● Object detection data

((

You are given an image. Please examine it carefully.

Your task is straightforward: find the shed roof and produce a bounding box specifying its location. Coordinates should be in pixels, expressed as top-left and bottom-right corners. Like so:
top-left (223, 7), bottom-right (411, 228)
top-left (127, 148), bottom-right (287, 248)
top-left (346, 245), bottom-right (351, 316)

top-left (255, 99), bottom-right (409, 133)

))

● Work instructions
Rewrite the material above as a two-column CSV with the columns "prompt" and "response", one row per item, putting each text and its answer in a single quoted field and replacing line breaks with spaces.

● Response for this exercise
prompt,response
"You are given an image. Please examine it carefully. Your task is straightforward: find the shed roof and produce a bounding box specifying its location. Coordinates should be in pixels, expressed as top-left and bottom-right corners. Like so: top-left (223, 7), bottom-right (411, 228) top-left (127, 148), bottom-right (287, 248) top-left (346, 245), bottom-right (351, 316)","top-left (255, 99), bottom-right (409, 133)"